WORK TO COMPLETE
1. Retype the passage of the Barbara film review that begins with the words containing "This approach is" and ends with "her frigid demeanor.".
2. According to the review of the film Barbara, what award did Christian Petzold receive for it?
3. Continue the review of the film Barbara from its last sentence.

[[ EXTRACTED TEXT, beginning ]]

Film Review: Barbara

Barbara is a deeply affecting and realistic portrait of life in 1980s East Germany. In his latest film, writer-director Christian Petzold delivers a fine-tuned effort that earned him the Silver Bear at the Berlin International Film Festival.

Petzold was born in West Germany and originally went to university for Literature and Drama. After graduating he attended Berlin’s German Academy for TV and Film where he became acquainted with a generation of underground filmmakers now known as the Berlin School. He has been at the vanguard of this independent cinema movement ever since winning widespread acclaim for his 2000 film The State I Am In. Like most directors of the Berlin School, Petzold creates ambitious narrative frameworks deeply rooted in the period of German history that he sets out to encapsulate.

This approach is especially evident in Barbara, the story of an eponymous doctor (Nina Hoss) who is banished from her prestigious Berlin hospital to a clinic in the East German countryside after applying for an exit visa to the West. There she meets fellow doctor André (Ronald Zehrfeld) who tries to establish a connection in spite of her frigid demeanor.

The film’s screenplay and its cinematic execution are impressively tight. Petzold doesn’t waste a scene establishing his protagonists within the atmosphere of soul-crushing paranoia that pervaded East Germany in the ’80s. Suspicion, desperation, routine searches and friendly cavity checks by the Stasi are the main features of Barbara’s world.

[[ EXTRACTED TEXT, end ]]
[[ DATASET RECORDS, beginning ]]

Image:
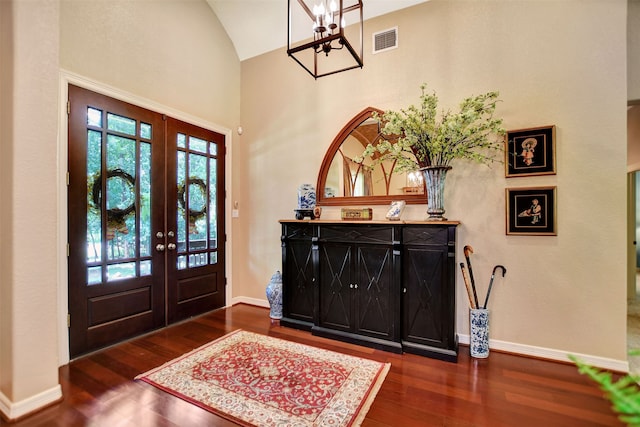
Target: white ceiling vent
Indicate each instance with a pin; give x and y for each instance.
(385, 40)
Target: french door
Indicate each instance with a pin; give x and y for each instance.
(145, 220)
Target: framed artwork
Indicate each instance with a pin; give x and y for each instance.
(531, 211)
(530, 152)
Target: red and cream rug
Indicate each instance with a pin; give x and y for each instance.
(258, 380)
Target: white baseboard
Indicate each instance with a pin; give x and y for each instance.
(251, 301)
(552, 354)
(14, 410)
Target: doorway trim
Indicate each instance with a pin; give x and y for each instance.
(66, 78)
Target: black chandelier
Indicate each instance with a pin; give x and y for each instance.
(319, 34)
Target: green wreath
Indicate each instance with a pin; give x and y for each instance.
(194, 214)
(115, 216)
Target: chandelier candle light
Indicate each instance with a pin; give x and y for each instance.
(318, 37)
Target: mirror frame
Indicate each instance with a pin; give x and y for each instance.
(321, 200)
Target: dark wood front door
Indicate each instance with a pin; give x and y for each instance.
(146, 220)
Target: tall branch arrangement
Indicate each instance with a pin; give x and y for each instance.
(416, 138)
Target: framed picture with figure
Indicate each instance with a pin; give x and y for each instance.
(531, 211)
(530, 152)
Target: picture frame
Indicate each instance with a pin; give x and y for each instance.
(531, 211)
(530, 152)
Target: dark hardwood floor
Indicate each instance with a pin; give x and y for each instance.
(503, 390)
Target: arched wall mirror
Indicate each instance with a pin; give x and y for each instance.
(344, 181)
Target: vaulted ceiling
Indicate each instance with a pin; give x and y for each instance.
(259, 26)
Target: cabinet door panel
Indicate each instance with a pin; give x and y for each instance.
(425, 304)
(336, 286)
(298, 295)
(376, 292)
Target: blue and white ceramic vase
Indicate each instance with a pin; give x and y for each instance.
(435, 177)
(306, 196)
(479, 332)
(274, 296)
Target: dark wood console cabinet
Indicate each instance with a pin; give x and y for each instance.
(387, 285)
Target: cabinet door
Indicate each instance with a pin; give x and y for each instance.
(298, 278)
(300, 281)
(336, 290)
(429, 292)
(376, 292)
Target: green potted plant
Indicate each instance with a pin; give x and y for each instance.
(623, 393)
(417, 139)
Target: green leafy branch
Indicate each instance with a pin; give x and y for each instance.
(415, 137)
(624, 393)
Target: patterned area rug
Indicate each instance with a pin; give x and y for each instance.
(258, 380)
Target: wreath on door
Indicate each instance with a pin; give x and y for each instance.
(116, 216)
(193, 214)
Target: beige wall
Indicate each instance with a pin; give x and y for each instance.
(561, 63)
(29, 123)
(164, 53)
(633, 49)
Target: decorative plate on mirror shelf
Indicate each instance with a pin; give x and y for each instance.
(395, 210)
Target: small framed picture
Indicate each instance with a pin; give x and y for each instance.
(530, 152)
(395, 210)
(531, 211)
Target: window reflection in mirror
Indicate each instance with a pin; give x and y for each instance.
(345, 180)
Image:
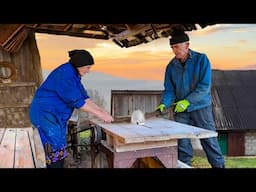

[[ DATASET RECORDS, end ]]

EXERCISE RESULTS
1.
This approach is especially evident in Barbara, the story of an eponymous doctor (Nina Hoss) who is banished from her prestigious Berlin hospital to a clinic in the East German countryside after applying for an exit visa to the West. There she meets fellow doctor André (Ronald Zehrfeld) who tries to establish a connection in spite of her frigid demeanor.

2. The Silver Bear at the Berlin International Film Festival.

3.
The only non-diegetic sound comes at the beginning of the film—a folk ballad bleeding over from the opening credits that is abruptly cut once Barbara’s bus arrives at her bleak new place of work. From then on, silence reigns. Petzold does wonders with correctly dictating actors’ facial expressions to reveal their inner thoughts, making what is withheld during their interactions as important as what is explicitly stated.

Barbara’s story is told in recurring settings like cars, buses, the countryside and the clinic that have similar framing throughout, forging a sense of uneasy routine. This formal choice also creates an aura of suspense, heightened by static and well-composed shots with a precise gaze that is perpetually focused on the protagonists.

Petzold crafts a well-wrought character study that elucidates everyday life under an oppressive political climate. Barbara retains its poignancy without sensationalizing the title character’s struggles. She is painted in a warm and humanistic light that draws in the viewer and cuts through the bleakness of her existence, ultimately revealing a glimmer of redemptive hope.